■ **THE TASK**: Carry on the text about scabies in dogs, starting right after its last sentence.

■ **DOCUMENT EXTRACT**:
Scabies in Dogs
Scabies in dogs are highly contagious. They cause intense itching to the dog. This page looks at the symptoms and treatment of sarcoptic mange.

Scabies, aka Sarcoptic Mange or Sarcoptic Mites, are tiny spiderlike parasites that cause intense itching in dogs. The itching is caused by the female mites burrowing a few millimeters under the dog’s skin to lay eggs.

Scabies in dogs are highly contagious and can spread to and from other dogs and house pets. The mites are also transferable to people. They are spread by direct contact with an infected animal and by sharing contaminated bedding, grooming equipment, etc.

The life cycle of the sarcoptic mites is about 17 to 21 days and the whole cycle occurs on the skin of an infected dog. Female mites lay eggs a few millimeters under the skin of the dog. The eggs hatch in 3 to 10 days and mature into adults. They then mate and lay eggs thus repeating the whole cycle.

Symptoms of Scabies in Dogs

Sarcoptic mites usually attack the skin of a dog’s ears, the elbows and the hocks, as well as the face and the underside of the chest.

The hallmark symptom of scabies in dogs is intense itching resulting in scratching, biting, chewing, and licking.

Another typical symptom of scabies in dogs is crusty ear tips.

If untreated, the itch-scratch-itchg cycle can quickly result in self trauma, hair loss, and inflamed skin and crusty lesions in the affected areas.

In serious cases, the dog can lose his hair in large areas of his body. The skin will become thick, scaly, and be covered with crusts and scabs.

Pedal-Pinna Reflex

Did you know that you can do a simple test (called the “Pedal-Pinna Reflex” Test) to see if your dog has scabies?

Simply rub or scratch your dog’s ear flap (pinna) between your fingers and, if your dog has scabies, he will almost always by reflex scratch on the same ear!

Diagnosis and Treatment of Scabies in Dogs

If you suspect that your dog has scabies, be sure to get him to the vet for a proper diagnosis, which is made by examining skin scrapings under a microscope.

Unfortunately, sarcoptic mites are not so easy to be found, causing many dogs with scabies to be misdiagnosed as having atopic dermatitis.

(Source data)
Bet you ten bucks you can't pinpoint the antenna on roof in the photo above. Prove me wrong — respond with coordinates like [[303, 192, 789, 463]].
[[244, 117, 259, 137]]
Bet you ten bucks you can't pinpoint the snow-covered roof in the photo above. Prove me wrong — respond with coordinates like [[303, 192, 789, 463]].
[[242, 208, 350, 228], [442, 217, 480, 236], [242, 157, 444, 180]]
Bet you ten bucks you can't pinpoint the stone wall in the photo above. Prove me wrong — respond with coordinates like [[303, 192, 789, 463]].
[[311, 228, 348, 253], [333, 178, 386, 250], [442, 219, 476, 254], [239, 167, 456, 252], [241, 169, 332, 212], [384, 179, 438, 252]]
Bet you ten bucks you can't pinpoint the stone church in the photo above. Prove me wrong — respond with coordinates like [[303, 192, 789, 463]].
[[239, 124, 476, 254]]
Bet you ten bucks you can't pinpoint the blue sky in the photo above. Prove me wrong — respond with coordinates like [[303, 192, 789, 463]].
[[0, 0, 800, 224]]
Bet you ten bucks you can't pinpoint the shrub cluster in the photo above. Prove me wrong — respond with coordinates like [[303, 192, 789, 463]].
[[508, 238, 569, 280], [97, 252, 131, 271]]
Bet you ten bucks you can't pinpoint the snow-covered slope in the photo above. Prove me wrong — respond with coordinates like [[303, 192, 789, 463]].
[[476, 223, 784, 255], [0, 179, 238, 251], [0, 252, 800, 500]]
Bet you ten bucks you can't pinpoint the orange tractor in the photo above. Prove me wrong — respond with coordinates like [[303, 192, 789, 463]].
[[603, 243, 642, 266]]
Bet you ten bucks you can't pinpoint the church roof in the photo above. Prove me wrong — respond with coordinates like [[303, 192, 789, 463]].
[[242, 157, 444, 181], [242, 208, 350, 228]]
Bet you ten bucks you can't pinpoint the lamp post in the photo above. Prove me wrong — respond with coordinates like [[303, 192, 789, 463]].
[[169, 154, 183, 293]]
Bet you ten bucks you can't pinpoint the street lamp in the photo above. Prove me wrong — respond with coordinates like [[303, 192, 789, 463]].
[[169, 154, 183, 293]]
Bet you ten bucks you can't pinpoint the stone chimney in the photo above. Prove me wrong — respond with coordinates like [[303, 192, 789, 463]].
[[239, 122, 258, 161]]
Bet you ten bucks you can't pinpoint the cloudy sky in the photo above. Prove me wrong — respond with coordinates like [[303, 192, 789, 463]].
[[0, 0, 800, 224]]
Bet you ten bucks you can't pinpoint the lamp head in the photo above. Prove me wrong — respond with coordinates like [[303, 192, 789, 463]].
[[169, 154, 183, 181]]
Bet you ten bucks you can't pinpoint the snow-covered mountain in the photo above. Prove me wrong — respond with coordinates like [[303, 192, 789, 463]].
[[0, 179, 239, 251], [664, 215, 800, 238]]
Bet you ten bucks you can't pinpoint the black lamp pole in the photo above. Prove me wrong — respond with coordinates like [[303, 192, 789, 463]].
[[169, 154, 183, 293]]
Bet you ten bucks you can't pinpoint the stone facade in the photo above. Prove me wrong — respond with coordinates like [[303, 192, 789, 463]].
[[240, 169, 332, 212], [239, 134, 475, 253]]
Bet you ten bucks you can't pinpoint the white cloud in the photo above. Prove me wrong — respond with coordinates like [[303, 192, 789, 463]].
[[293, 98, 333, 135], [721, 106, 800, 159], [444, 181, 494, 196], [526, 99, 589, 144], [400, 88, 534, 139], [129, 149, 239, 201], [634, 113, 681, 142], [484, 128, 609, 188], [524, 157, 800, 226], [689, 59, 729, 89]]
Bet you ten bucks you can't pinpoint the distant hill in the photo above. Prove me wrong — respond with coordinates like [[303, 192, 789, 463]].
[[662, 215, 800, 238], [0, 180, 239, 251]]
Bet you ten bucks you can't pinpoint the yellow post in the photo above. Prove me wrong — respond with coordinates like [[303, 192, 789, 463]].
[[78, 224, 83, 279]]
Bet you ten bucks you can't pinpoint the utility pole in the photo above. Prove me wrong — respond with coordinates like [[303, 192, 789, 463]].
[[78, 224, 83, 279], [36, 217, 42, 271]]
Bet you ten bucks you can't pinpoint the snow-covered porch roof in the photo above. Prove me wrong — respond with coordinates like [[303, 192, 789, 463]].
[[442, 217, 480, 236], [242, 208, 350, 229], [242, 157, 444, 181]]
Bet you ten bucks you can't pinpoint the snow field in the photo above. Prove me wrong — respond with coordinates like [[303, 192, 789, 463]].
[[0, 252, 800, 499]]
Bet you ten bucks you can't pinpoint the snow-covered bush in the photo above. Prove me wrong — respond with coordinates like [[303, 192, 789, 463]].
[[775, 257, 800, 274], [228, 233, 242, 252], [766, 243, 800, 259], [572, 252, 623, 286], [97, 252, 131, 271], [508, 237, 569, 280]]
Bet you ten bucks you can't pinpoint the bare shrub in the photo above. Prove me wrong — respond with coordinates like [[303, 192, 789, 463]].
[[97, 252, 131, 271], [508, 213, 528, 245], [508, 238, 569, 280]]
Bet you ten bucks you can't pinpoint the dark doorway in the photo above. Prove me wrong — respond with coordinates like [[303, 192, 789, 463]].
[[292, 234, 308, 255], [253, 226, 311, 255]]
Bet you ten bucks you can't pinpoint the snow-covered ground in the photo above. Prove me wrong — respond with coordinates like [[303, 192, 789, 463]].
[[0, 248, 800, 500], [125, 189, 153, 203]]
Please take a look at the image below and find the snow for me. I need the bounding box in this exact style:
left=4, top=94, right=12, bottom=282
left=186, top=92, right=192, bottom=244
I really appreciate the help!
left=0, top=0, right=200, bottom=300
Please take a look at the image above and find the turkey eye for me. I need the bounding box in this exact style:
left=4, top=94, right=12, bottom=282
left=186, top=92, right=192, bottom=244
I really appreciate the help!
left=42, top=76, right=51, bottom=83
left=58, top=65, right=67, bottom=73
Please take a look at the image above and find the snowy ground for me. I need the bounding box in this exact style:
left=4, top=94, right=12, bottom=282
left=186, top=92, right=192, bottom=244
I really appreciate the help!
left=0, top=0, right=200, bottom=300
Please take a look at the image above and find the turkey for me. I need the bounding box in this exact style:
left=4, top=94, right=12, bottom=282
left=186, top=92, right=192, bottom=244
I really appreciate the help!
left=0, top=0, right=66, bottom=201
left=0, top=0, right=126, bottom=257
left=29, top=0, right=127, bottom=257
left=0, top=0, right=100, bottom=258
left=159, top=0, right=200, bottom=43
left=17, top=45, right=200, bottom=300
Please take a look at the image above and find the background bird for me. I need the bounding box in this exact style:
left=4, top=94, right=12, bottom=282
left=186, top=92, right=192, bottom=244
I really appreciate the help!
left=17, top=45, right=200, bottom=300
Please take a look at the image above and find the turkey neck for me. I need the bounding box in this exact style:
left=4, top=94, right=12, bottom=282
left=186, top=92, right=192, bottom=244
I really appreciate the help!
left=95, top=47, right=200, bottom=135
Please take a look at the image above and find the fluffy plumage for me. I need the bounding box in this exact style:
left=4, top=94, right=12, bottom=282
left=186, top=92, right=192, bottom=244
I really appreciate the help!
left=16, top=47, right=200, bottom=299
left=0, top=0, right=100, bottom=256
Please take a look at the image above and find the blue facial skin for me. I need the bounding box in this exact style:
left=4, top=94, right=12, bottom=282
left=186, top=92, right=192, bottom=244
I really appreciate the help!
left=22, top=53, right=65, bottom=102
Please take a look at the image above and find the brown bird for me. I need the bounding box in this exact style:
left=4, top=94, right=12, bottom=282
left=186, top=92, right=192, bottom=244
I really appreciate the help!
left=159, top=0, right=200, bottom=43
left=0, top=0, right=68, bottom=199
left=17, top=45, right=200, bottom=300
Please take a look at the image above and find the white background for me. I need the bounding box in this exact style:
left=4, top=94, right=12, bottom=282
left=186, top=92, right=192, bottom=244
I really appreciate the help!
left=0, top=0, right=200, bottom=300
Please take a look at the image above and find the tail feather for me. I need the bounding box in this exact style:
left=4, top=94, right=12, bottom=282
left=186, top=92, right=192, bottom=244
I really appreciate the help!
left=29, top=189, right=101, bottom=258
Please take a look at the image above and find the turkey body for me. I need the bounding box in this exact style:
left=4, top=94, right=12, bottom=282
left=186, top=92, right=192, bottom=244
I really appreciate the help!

■ **EXPECTED ANSWER**:
If no mites can be found but the symptoms strongly suggest scabies, sometimes a trial treatment of Ivermectin medication is given to the dog. A positive response to the treatment confirms the diagnosis of scabies.

In the past, the most common conventional treatment of scabies was the use of dips (such as amitraz and lime-sulfur dips). However, scabies mites have developed resistance to quite a few chemical dips. In addition, dips can be toxic to humans and probably to dogs.

Newer conventional medications for scabies include the use of some flea control medications (such as Revolution® and Frontline Plus®) that are also effective against mites.

Oral ivermectin is an off-label (i.e. not FDA approved) medicine for treatment of scabies.

Warning!

If your dog is a Collie, Sheepdog, or other herding breeds and their crosses, DO NOT use Ivermectin because it may cause potential toxic effects in these dog breeds.

As there are various types of treatments available to treat scabies, be sure to consult with your veterinarian who can best decide the most appropriate treatment for your dog.

Whatever the treatment chosen, all pets in the household or who have been in contact with the infected dog will have to be treated as well.

Besides treating the infected dog, the home environment has also to be treated to prevent re-infestation. All bedding should be washed in hot soapy water.

Carpets and upholstery should be vacuumed and if possible washed.

The house should be sprayed with a residual insecticide used for killing adult fleas. The spraying should be repeated every 2 weeks during the treatment period.